» **Questions**
A - According to the Next Men review, in what year did the story that the 2011 collections completed begin?
B - Print the portion of the Next Men review that opens with the words containing "Review by Ian" and closes with "duplicate, also there.".
C - Proceed with the Next Men review from the point where it ends.

» **Passage**
——

Review by Ian Keogh
Spoilers in review
To all intents and purposes the two 2011 collections of Next Men concluded matters, completing a story begun in 1992 and put on hold by creator John Byrne two years later. Volume two related a desperate, but successful plan to fix the tampering with time, and gave the Next Men some peace. Jazz, however, stayed in the future, so why’s she now in an insanely dangerous world of perpetual daylight? There’s also the small matter of Beth’s duplicate, also there.
Aftermath is an epilogue, not really necessary to the Next Men’s story, but as it’s been fun so far, so why wouldn’t your curiosity be aroused by one last visit with friends? As he did with volume one of the 21st century revival, Byrne spreads confusion. We see dinosaurs, Roman soldiers, US Civil War soldiers, aliens, and more, all of them occupying a strange wasteland. A pattern might be recognised, and it’s left to Gil and the team from the future to work it out. That list notes about half the different genres Byrne drops into play. He so enjoys rolling out a 1970s action TV show pastiche it occupies almost an entire chapter, but that’s part of the storytelling technique used in Next Men. Multiple situations are introduced and Byrne will linger on one to the frustration of readers wanting to see how something else plays out. Depending on your perception and personal taste, that will either be good writing or annoying.
Go with good writing. As with all Next Men, Aftermath is an ambitious undertaking, more complex when revealed than usual, but locked tightly together with an explanation for everything. Before publication Byrne announced online that he was going to have to rework his ending to Next Men as he’d watched a Matt Smith Doctor Who episode that employed many of the same devices, and to use them would open him to accusations of plagiarism. So, Aftermath consists of the elements stripped out of the original finale and worked into a separate story. As with other cases, a writer being forced to rethink their plans resulted in a better series conclusion, and this is the point where spoilers are unavoidable. The ending here depends on a character with near infinite power to shape reality. It ties into the series, but whenever such a type is used there’s an element of cop-out to the revelation, and that’s the case, no matter how skilfully Byrne has employed his logic as to who is where and why.

——

» **Data under study**
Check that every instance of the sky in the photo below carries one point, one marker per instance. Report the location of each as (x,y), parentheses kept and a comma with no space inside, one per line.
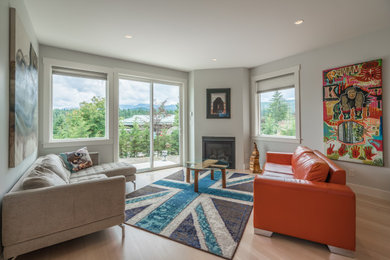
(69,92)
(136,92)
(288,94)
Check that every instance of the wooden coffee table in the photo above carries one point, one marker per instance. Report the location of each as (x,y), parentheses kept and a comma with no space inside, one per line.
(205,165)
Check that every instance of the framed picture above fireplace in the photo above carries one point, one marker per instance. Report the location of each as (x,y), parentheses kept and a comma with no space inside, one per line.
(218,103)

——

» **Answer section**
A - 1992

B -
Review by Ian Keogh
Spoilers in review
To all intents and purposes the two 2011 collections of Next Men concluded matters, completing a story begun in 1992 and put on hold by creator John Byrne two years later. Volume two related a desperate, but successful plan to fix the tampering with time, and gave the Next Men some peace. Jazz, however, stayed in the future, so why’s she now in an insanely dangerous world of perpetual daylight? There’s also the small matter of Beth’s duplicate, also there.

C -
On a more ordinary level, of the five, or actually six, genetically altered teenagers who began the series, some have been reduced to bit players, and that follows through to Aftermath. Jazz and Gil dominate, Beth and Nathan have interesting parts to play, and Danny and Jack only have cameo roles. We see more of another character’s grandparents than them, and that’s unsatisfying. It seems Byrne said all he had to about those characters over the first half of Next Men, and didn’t need them afterwards. Opinion on that will vary according to the individual priority placed on the balance between character and plot. And forget about the occasional word balloon pointing at the wrong person.
Aftermath is a very readable piece, and offers some final, tragic happiness, but won’t be to all tastes.